**Article**

|---|

More options and examples can be found in the section on [detailed usage information](#usage) below.


### GitHub Action use

[...forthcoming...]


## Usage

This section provides detailed information about IGA's operation and options to control it.

### Identifying the InvenioRDM server

The server address must be provided either as the value of the option `--invenio-server` or in an environment variable named `INVENIO_SERVER`.  If the server address does not begin with `https://`, IGA will prepend it automatically.

### Providing an InvenioRDM access token

A Personal Access Token (PAT) for making API calls to the InvenioRDM server must be also supplied when invoking IGA. The preferred method is to set the value of the environment variable `INVENIO_TOKEN`. Alternatively, you can use the option `--invenio-token` to pass the token on the command line, but **you are strongly advised to avoid this practice because it is insecure**.

To obtain a PAT from an InvenioRDM server, first log in to the server, then visit the page at `/account/settings/applications` and use the interface there to create a token. The token will be a long string of alphanumeric characters such as `OH0KYf4PGYQGnCM4b53ejSGicOC4s4YnonRVzGJbWxY`; set the value of the variable `INVENIO_TOKEN` to this string.

|---|

**Instructions**
1) According to the IGA documentation, what does IGA do when the server address does not begin with `https://`?
2) Duplicate the passage of the IGA documentation starting with "This section provides" and going on through "prepend it automatically.".
3) Pick up the IGA documentation after its last sentence and keep writing it.
The lines after this text are not needed for any of the work here.

|---|

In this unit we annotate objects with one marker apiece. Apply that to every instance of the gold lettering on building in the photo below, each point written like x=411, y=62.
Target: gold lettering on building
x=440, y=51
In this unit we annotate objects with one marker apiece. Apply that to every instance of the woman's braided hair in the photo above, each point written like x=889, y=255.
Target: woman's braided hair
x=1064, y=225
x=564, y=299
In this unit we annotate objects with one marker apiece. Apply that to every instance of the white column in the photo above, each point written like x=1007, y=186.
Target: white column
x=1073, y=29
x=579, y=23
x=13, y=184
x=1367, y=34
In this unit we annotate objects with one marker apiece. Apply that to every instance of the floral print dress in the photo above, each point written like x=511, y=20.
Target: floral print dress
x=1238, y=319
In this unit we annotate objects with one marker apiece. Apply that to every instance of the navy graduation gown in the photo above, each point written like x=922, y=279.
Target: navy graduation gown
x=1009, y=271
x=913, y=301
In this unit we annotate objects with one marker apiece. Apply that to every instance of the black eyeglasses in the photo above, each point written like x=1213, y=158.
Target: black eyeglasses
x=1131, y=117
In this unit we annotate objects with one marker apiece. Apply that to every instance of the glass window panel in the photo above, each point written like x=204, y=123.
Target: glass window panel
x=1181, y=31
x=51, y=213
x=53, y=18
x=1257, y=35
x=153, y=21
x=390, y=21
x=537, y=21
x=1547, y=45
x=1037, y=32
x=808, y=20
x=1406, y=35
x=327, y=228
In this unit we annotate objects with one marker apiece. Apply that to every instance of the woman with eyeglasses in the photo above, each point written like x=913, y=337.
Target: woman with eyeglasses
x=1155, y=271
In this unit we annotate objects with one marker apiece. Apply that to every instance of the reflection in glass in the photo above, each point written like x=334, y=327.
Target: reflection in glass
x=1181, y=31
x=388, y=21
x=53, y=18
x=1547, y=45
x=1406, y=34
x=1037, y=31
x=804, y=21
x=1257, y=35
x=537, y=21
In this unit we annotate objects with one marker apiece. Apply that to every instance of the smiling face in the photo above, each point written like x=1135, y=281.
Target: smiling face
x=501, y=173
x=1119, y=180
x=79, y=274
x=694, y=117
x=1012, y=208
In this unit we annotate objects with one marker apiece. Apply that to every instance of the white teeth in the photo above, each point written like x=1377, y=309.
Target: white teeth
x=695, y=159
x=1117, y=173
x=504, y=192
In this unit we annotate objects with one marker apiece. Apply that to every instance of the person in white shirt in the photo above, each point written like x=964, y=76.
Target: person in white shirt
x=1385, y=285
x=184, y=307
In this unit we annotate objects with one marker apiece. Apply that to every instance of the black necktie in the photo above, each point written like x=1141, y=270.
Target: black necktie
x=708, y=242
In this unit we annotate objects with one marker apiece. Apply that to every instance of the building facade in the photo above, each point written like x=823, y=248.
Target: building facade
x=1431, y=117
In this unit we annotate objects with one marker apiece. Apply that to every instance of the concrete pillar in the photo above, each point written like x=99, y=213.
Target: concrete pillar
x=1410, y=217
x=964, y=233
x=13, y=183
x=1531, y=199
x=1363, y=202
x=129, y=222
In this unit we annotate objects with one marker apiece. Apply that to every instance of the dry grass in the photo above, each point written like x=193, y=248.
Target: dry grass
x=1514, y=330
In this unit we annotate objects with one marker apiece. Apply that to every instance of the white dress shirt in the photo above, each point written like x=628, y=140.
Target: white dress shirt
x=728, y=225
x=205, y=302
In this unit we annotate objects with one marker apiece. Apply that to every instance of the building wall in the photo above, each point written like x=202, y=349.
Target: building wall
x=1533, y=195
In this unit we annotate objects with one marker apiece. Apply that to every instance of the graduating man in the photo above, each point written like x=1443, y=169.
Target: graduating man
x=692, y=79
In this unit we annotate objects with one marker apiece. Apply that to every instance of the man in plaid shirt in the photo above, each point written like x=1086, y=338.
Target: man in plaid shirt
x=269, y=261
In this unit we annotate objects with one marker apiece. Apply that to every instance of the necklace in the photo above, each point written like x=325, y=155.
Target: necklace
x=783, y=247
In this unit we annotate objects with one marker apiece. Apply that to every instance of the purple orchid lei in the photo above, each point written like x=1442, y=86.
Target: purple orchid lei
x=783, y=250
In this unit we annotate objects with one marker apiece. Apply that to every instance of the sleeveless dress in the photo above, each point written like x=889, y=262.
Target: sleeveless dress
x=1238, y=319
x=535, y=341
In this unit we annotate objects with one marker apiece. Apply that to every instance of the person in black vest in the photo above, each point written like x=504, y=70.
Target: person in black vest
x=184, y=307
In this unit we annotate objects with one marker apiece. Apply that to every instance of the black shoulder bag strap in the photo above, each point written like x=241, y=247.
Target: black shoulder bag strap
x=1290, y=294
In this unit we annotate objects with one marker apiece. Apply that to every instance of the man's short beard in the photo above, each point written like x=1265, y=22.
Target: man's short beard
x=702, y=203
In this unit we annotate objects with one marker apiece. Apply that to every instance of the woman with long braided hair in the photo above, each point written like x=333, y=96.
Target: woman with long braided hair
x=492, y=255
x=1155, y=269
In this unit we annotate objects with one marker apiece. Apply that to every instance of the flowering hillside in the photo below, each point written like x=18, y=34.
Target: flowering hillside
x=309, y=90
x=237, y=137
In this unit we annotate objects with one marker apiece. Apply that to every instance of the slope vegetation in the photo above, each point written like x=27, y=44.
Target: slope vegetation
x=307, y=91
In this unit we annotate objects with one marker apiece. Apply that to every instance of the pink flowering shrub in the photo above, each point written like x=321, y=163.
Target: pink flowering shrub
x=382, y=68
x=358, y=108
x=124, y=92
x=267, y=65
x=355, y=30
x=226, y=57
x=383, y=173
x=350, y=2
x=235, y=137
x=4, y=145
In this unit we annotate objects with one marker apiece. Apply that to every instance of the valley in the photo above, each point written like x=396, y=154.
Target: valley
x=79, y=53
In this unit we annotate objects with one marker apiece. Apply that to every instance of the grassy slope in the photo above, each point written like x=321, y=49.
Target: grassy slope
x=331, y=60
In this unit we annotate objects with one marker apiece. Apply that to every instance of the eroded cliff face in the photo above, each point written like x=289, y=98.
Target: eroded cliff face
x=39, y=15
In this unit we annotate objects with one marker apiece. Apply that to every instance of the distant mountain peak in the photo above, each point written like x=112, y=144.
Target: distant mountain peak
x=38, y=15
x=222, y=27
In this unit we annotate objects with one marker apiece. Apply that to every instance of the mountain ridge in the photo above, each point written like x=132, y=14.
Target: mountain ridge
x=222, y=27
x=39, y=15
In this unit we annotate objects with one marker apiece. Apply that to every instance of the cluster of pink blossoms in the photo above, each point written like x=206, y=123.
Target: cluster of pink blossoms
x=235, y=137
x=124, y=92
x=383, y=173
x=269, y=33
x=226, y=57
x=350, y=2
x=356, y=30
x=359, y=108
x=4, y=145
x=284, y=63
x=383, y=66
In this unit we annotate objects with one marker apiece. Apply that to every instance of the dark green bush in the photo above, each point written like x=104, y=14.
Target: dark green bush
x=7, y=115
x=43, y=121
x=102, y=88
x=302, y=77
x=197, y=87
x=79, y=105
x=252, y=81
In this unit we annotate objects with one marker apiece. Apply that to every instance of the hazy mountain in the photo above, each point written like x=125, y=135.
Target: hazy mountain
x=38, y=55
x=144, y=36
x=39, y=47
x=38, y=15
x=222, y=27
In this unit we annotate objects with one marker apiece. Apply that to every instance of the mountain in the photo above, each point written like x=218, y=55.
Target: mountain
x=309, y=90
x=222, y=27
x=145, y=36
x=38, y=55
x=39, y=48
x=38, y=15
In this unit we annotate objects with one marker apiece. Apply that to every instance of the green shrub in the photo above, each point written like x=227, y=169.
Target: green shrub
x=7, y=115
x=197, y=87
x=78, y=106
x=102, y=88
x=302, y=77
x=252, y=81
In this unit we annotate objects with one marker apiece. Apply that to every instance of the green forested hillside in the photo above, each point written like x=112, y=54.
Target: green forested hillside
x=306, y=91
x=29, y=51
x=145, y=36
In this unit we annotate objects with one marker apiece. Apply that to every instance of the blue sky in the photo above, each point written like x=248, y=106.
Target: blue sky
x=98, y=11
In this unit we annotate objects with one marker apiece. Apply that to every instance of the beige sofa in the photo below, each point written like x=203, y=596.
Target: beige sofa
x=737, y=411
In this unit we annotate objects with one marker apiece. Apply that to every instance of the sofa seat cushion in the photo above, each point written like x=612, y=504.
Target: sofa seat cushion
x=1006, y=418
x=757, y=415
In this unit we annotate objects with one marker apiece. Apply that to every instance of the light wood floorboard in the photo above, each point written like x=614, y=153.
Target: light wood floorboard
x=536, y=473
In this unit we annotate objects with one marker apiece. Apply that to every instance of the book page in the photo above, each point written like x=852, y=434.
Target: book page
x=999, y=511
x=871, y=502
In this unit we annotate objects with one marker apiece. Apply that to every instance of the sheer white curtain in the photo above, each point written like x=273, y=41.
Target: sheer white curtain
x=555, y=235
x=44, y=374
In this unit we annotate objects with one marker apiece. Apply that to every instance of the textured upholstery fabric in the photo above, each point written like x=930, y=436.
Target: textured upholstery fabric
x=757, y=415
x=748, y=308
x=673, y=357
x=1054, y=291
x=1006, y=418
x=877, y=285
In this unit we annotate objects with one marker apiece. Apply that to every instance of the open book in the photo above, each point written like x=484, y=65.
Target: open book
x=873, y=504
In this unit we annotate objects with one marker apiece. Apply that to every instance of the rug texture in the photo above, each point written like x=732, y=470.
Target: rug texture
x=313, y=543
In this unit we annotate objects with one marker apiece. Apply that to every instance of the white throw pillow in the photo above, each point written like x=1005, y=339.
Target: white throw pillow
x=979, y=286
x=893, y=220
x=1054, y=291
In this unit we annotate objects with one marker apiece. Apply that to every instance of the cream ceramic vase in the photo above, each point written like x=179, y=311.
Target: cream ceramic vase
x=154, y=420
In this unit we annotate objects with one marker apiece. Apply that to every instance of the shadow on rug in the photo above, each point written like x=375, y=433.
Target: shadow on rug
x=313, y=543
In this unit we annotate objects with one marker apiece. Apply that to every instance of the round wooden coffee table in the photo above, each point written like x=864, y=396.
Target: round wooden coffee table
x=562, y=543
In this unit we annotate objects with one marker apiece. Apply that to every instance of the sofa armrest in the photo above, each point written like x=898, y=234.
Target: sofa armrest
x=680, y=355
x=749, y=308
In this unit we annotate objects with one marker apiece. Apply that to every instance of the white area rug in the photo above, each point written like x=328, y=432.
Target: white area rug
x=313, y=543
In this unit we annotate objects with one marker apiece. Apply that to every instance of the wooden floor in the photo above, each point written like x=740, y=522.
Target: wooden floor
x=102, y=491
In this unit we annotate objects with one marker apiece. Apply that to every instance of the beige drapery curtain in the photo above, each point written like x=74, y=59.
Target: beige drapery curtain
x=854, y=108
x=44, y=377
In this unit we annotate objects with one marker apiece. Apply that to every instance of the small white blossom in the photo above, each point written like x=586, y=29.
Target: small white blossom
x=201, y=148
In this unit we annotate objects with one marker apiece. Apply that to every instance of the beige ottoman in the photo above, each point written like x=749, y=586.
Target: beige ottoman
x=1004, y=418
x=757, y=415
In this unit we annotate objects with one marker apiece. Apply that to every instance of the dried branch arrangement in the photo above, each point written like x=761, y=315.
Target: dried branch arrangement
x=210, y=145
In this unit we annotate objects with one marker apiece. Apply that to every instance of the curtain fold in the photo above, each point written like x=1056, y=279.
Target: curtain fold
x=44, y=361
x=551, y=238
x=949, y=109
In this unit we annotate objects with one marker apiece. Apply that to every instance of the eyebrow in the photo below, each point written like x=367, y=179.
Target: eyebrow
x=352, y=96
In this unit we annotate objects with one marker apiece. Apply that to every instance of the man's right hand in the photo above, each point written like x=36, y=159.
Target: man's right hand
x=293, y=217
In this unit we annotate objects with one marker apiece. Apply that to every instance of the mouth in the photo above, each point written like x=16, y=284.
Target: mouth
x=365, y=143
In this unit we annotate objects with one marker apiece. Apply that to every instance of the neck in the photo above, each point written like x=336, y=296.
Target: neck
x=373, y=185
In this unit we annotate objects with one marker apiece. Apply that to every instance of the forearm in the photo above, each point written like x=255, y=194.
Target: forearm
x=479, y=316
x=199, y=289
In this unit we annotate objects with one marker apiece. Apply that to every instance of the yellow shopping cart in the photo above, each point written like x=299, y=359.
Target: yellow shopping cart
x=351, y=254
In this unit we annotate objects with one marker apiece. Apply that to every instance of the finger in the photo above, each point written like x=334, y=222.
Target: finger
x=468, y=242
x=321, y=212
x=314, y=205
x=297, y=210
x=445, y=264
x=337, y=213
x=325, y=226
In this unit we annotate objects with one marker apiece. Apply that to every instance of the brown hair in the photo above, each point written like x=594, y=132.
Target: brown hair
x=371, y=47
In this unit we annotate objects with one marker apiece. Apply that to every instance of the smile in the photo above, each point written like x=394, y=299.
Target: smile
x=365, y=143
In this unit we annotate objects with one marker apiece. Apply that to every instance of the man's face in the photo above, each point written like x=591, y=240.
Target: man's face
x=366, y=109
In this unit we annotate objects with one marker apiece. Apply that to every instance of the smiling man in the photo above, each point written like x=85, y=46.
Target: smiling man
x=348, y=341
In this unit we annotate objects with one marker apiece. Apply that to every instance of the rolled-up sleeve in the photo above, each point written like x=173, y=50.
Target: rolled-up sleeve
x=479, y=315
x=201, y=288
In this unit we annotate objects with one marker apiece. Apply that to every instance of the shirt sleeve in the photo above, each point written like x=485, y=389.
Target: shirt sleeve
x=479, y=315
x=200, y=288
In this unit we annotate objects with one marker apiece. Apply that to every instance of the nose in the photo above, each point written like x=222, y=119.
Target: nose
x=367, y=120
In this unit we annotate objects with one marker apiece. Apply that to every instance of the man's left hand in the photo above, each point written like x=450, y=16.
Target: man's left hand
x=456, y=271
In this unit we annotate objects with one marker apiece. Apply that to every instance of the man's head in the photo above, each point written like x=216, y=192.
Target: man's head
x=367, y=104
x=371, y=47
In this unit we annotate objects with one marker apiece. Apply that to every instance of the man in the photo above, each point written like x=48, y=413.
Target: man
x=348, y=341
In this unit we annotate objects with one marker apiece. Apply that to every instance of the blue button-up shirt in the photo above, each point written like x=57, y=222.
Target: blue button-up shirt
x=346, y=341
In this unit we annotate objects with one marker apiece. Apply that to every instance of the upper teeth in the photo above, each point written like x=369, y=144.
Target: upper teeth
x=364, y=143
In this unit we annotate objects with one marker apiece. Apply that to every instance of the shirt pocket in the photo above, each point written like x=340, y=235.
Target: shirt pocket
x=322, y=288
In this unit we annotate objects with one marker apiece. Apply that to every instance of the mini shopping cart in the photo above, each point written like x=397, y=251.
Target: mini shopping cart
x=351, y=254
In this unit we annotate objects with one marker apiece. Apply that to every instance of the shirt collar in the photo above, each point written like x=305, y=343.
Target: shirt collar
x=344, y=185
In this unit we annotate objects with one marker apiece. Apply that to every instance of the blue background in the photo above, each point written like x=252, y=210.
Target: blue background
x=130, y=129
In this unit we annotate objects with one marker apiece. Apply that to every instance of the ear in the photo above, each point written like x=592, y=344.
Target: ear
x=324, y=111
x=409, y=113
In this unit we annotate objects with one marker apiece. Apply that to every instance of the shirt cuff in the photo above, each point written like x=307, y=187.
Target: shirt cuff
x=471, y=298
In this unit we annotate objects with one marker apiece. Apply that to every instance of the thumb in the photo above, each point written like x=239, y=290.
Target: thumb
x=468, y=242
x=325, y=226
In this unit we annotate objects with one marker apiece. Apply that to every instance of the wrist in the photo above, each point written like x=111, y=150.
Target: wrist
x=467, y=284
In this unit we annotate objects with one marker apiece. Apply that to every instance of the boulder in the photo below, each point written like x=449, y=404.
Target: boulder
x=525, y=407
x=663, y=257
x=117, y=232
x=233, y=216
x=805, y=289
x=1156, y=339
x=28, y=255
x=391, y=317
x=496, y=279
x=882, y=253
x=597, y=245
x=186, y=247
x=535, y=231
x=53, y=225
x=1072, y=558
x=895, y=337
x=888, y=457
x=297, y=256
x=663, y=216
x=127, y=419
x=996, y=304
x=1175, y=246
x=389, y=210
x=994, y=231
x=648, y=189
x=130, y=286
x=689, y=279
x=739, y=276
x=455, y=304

|---|

**Answers provided**
1) IGA prepends `https://` to the address automatically.

2)
This section provides detailed information about IGA's operation and options to control it.

### Identifying the InvenioRDM server

The server address must be provided either as the value of the option `--invenio-server` or in an environment variable named `INVENIO_SERVER`.  If the server address does not begin with `https://`, IGA will prepend it automatically.

3)
### Providing a GitHub access token

It is possible to run IGA without providing a GitHub access token. GitHub allows up to 60 API calls per minute when running without credentials, and though IGA makes several API calls to GitHub each time it runs, for many repositories, IGA will not hit the limit. However, if you run IGA multiple times in a row or your repository has many contributors, then you may need to supply a GitHub access token. The preferred way of doing that is to set the value of the environment variable `GITHUB_TOKEN`. Alternatively, you can use the option `--github-token` to pass the token on the command line, but **you are strongly advised to avoid this practice because it is insecure**.  To obtain a PAT from GitHub, visit https://docs.github.com/en/authentication and follow the instructions for creating a "classic" personal access token.

### Specifying a GitHub release

A GitHub release can be specified to IGA in one of two mutually-exclusive ways:
 1. The full URL of the web page on GitHub of a tagged release. In this case,
    the URL must be the final argument on the command line invocation of IGA
    and the options `--account` and `--repo` must be omitted.
 2. A combination of _account name_, _repository name_, and _tag_. In this
    case, the final argument on the command line must be the _tag_, and in
    addition, values for the options `--account` and `--repo` must be provided.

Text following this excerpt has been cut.